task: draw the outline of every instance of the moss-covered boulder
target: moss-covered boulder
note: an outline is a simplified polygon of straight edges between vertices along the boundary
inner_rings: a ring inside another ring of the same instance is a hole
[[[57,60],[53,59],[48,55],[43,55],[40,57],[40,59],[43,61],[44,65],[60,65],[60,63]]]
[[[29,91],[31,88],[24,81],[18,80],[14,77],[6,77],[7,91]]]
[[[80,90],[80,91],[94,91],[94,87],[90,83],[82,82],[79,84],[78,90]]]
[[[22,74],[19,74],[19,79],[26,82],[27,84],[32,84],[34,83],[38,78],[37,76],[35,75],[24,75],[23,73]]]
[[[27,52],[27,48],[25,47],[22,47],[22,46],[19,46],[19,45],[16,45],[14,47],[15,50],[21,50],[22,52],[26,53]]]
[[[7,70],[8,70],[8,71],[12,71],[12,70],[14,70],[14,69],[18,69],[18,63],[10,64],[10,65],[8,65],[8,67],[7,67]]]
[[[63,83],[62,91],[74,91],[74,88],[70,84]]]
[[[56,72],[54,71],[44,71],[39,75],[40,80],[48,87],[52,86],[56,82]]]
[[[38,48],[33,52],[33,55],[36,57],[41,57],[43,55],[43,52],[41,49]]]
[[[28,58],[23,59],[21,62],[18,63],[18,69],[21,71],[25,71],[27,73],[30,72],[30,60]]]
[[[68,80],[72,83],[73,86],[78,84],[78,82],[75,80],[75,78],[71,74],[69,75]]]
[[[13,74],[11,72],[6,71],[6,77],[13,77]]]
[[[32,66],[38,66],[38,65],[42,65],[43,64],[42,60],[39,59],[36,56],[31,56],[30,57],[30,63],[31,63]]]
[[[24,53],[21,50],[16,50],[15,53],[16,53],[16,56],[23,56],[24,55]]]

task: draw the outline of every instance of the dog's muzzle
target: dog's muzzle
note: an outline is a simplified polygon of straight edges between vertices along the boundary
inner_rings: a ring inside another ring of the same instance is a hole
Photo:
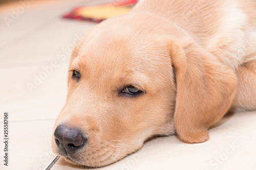
[[[57,127],[54,139],[58,152],[64,156],[74,155],[87,143],[87,138],[79,130],[66,125]]]

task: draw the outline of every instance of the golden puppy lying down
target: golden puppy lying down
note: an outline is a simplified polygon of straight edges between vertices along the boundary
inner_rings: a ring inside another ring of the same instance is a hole
[[[98,167],[157,135],[209,138],[230,109],[256,109],[256,1],[144,0],[76,46],[52,148]]]

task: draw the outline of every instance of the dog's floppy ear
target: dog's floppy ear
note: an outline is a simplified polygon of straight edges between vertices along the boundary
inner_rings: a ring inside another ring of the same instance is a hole
[[[178,137],[206,141],[209,127],[225,114],[236,91],[232,71],[196,43],[181,47],[169,41],[177,82],[175,122]]]

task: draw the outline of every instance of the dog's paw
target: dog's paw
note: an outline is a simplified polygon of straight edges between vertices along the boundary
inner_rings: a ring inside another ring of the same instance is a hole
[[[181,140],[189,143],[202,143],[209,139],[208,130],[187,132],[178,133],[177,136]]]

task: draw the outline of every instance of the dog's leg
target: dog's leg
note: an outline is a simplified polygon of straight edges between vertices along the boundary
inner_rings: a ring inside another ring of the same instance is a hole
[[[237,71],[237,93],[231,110],[256,109],[256,52]]]

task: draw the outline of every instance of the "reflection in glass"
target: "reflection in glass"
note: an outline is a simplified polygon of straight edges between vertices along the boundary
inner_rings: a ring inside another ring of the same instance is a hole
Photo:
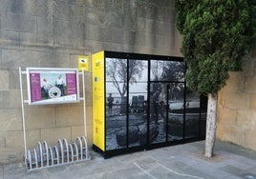
[[[151,83],[149,142],[166,141],[166,99],[167,88],[164,83]]]
[[[148,62],[129,60],[129,147],[147,144]]]
[[[185,103],[185,138],[199,137],[200,94],[187,90]]]
[[[106,58],[106,149],[126,148],[127,60]]]
[[[185,63],[178,61],[152,60],[151,81],[184,81]]]
[[[168,141],[181,140],[183,136],[184,84],[170,83],[168,91]]]

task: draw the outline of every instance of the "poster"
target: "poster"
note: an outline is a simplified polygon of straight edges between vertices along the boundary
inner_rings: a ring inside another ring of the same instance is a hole
[[[89,56],[78,55],[77,56],[78,70],[89,70]]]
[[[76,69],[27,68],[29,105],[79,101]]]
[[[105,151],[104,51],[93,54],[93,127],[94,145]]]

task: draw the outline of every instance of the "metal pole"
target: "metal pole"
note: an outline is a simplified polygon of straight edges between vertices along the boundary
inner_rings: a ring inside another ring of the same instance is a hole
[[[19,68],[19,82],[20,82],[20,98],[21,98],[21,109],[22,109],[24,152],[25,152],[25,164],[26,164],[26,160],[27,160],[27,139],[26,139],[26,126],[25,126],[25,111],[24,111],[24,101],[23,101],[22,71],[21,71],[21,68]]]
[[[87,138],[87,129],[86,129],[86,100],[85,100],[85,84],[84,84],[84,69],[82,69],[82,79],[83,79],[83,125],[84,125],[84,136]]]

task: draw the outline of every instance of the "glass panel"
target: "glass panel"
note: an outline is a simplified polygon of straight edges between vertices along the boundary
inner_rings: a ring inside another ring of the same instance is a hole
[[[185,138],[199,137],[200,94],[186,90]]]
[[[126,148],[127,60],[106,58],[106,150]]]
[[[205,137],[206,131],[206,116],[207,116],[208,98],[205,95],[201,95],[201,123],[200,123],[200,137]]]
[[[151,83],[149,125],[150,143],[162,143],[166,141],[166,84]]]
[[[129,60],[129,147],[147,144],[148,62]]]
[[[168,141],[181,140],[183,135],[184,84],[170,83],[168,90]]]
[[[184,81],[185,63],[177,61],[152,60],[151,81]]]

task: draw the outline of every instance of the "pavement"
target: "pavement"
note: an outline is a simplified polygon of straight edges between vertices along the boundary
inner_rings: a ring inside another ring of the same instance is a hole
[[[256,151],[217,141],[214,156],[203,155],[204,141],[139,151],[28,171],[24,163],[0,166],[0,179],[256,179]]]

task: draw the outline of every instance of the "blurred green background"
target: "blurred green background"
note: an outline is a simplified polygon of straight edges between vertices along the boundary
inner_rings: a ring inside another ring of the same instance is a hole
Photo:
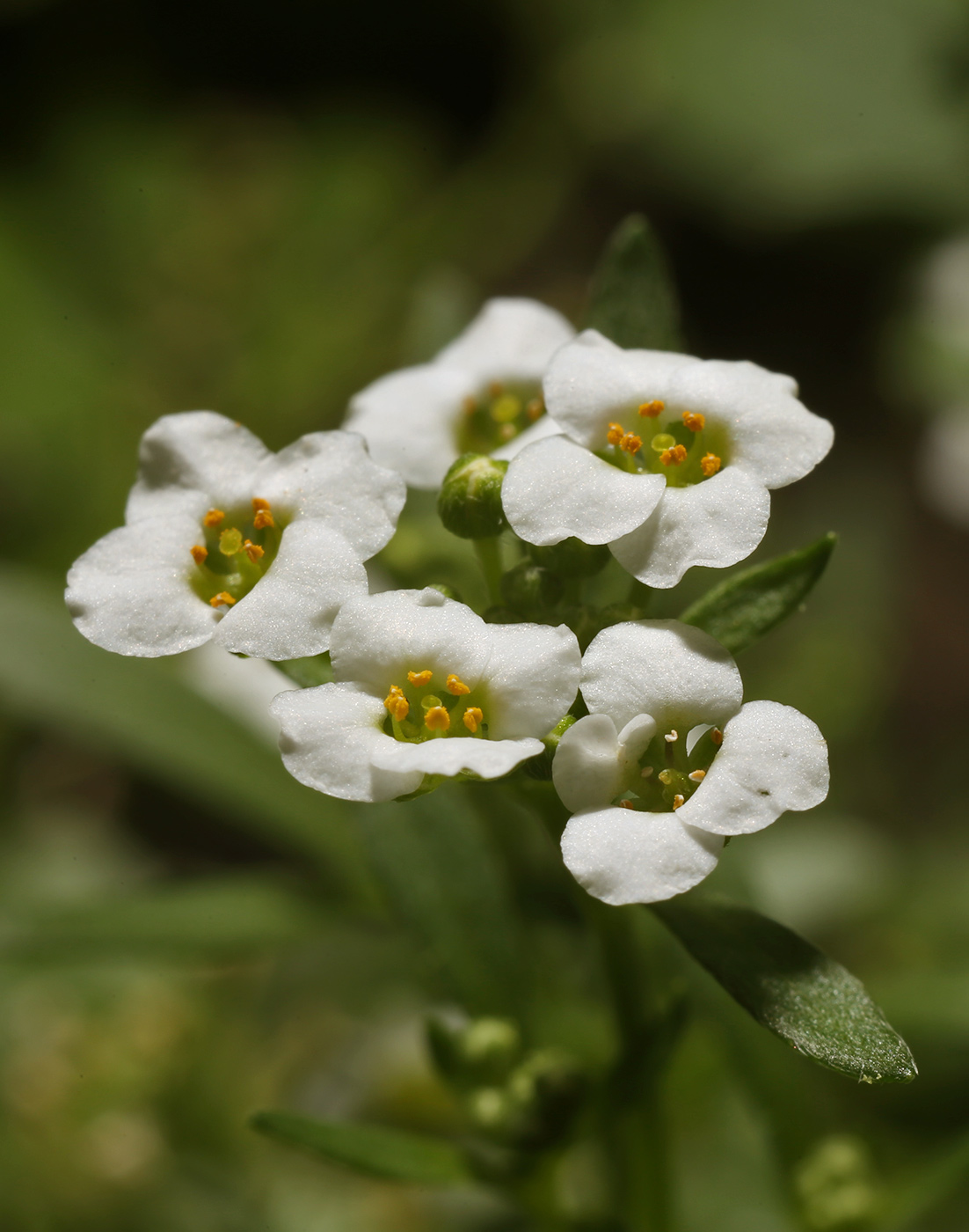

· · ·

• [Task details] Change "simplified polygon" to "closed polygon" everywhere in the records above and give all of them again with nothing else altered. Leave the pictures out.

• [Task result]
task: draw the outline of every instance of the moss-covered boulder
target: moss-covered boulder
note: an outline is a closed polygon of straight edges between vertices along the boundary
inner_rings: a ring inside another ring of the same instance is a hole
[[[57,60],[53,59],[48,55],[43,55],[40,57],[40,59],[43,61],[44,65],[60,65],[60,63]]]
[[[29,91],[31,88],[24,81],[18,80],[14,77],[6,77],[7,91]]]
[[[80,90],[80,91],[94,91],[94,87],[90,83],[82,82],[79,84],[78,90]]]
[[[22,74],[19,74],[19,79],[26,82],[27,84],[32,84],[34,83],[38,78],[37,76],[35,75],[24,75],[23,73]]]
[[[27,52],[27,48],[25,47],[22,47],[22,46],[19,46],[19,45],[16,45],[14,47],[15,50],[21,50],[22,52],[26,53]]]
[[[7,70],[8,70],[8,71],[12,71],[12,70],[14,70],[14,69],[18,69],[18,63],[10,64],[10,65],[8,65],[8,67],[7,67]]]
[[[63,83],[62,91],[74,91],[74,88],[70,84]]]
[[[56,72],[54,71],[44,71],[39,75],[40,80],[48,87],[52,86],[56,82]]]
[[[38,48],[33,52],[33,55],[36,57],[41,57],[43,55],[43,52],[41,49]]]
[[[28,58],[23,59],[21,62],[18,63],[18,69],[21,71],[25,71],[27,73],[30,72],[30,60]]]
[[[68,80],[72,83],[73,86],[78,84],[78,82],[75,80],[75,78],[71,74],[69,75]]]
[[[13,74],[11,72],[6,71],[6,77],[13,77]]]
[[[32,66],[38,66],[38,65],[42,65],[43,64],[42,60],[39,59],[36,56],[31,56],[30,57],[30,63],[31,63]]]
[[[24,53],[21,50],[16,50],[15,53],[16,53],[16,56],[23,56],[24,55]]]

task: draw the outline of every instance of the dog's muzzle
target: dog's muzzle
note: an outline is a closed polygon of straight edges between vertices along the boundary
inner_rings: a ring inside another ring of the same instance is a hole
Photo:
[[[57,127],[54,139],[58,152],[64,156],[74,155],[87,143],[87,138],[79,130],[66,125]]]

task: draw the outline of every instance of the golden puppy lying down
target: golden puppy lying down
note: an outline is a closed polygon of straight edges between vertices along the boundary
inner_rings: a ring inside another ring of the same instance is a hole
[[[98,167],[157,135],[209,138],[230,109],[256,109],[256,1],[144,0],[76,46],[52,148]]]

task: draw the outline of every instance of the dog's floppy ear
target: dog's floppy ear
note: an outline is a closed polygon of straight edges between vertices along the boundary
inner_rings: a ring inside another ring of the same instance is a hole
[[[178,137],[206,141],[209,127],[225,114],[236,91],[232,71],[196,43],[181,47],[169,41],[177,82],[175,122]]]

task: draw the outline of every instance of the dog's paw
target: dog's paw
note: an outline is a closed polygon of straight edges between vertices along the boundary
inner_rings: a ring inside another ring of the same instance is a hole
[[[181,140],[189,143],[202,143],[209,139],[208,130],[187,132],[178,133],[177,136]]]

task: draw the outline of every instance of the dog's leg
target: dog's leg
note: an outline is a closed polygon of straight edges between vertices along the boundary
inner_rings: a ring inside another ring of the same instance is a hole
[[[237,71],[237,93],[231,110],[256,109],[256,52]]]

task: draw the outline of every instance of the "reflection in glass"
target: "reflection in glass"
note: an outline is a closed polygon of straight edges between vertices along the boundary
inner_rings: a ring inside another ring of the same instance is a hole
Photo:
[[[151,83],[149,142],[166,141],[166,99],[167,88],[164,83]]]
[[[148,62],[129,60],[129,147],[147,144]]]
[[[185,103],[185,138],[199,137],[200,94],[187,90]]]
[[[106,58],[106,149],[126,148],[127,60]]]
[[[185,63],[178,61],[152,60],[151,81],[184,81]]]
[[[168,141],[181,140],[183,136],[184,84],[170,83],[168,91]]]

task: draw the outline of every instance of the "poster"
target: "poster"
note: an outline is a closed polygon of straight edges between vertices along the boundary
inner_rings: a ring inside another ring of the same instance is a hole
[[[89,56],[78,55],[77,56],[78,70],[89,70]]]
[[[76,69],[27,68],[29,105],[79,101]]]
[[[105,151],[104,51],[93,54],[93,127],[94,145]]]

task: draw the outline of every instance of the "metal pole"
target: "metal pole"
note: an outline is a closed polygon of straight edges between vertices along the boundary
inner_rings: a ring inside another ring of the same instance is a hole
[[[19,68],[19,82],[20,82],[20,98],[21,98],[21,109],[22,109],[24,152],[25,152],[25,164],[26,164],[26,160],[27,160],[27,139],[26,139],[26,126],[25,126],[25,111],[24,111],[24,101],[23,101],[22,71],[21,71],[21,68]]]
[[[87,138],[87,129],[86,129],[86,100],[85,100],[85,84],[84,84],[84,69],[82,69],[82,79],[83,79],[83,125],[84,125],[84,136]]]

task: draw the outline of every instance of the "glass panel"
target: "glass panel"
note: an outline is a closed polygon of straight edges between vertices along the boundary
inner_rings: a ring inside another ring of the same instance is a hole
[[[185,138],[199,137],[200,94],[186,90]]]
[[[126,148],[127,60],[106,58],[106,150]]]
[[[205,137],[206,131],[206,116],[207,116],[208,98],[205,95],[201,95],[201,123],[200,123],[200,137]]]
[[[151,83],[149,125],[150,143],[162,143],[166,141],[166,84]]]
[[[129,60],[129,147],[147,144],[148,62]]]
[[[168,141],[181,140],[183,135],[184,84],[170,83],[168,90]]]
[[[184,81],[185,63],[177,61],[152,60],[151,81]]]

task: draw the outline of every instance of the "pavement"
target: "pavement"
note: an outline is a closed polygon of straight edges between vertices along the boundary
inner_rings: a ring inside another ring of the same instance is a hole
[[[256,151],[217,141],[214,156],[203,155],[204,141],[139,151],[28,171],[24,163],[0,166],[0,179],[256,179]]]

task: draw the outline of every instance of the "blurred green background"
target: "blurred green background"
note: an outline is a closed polygon of straight edges between vertices along the boundary
inner_rings: a ring inside another ring of the same instance is a hole
Photo:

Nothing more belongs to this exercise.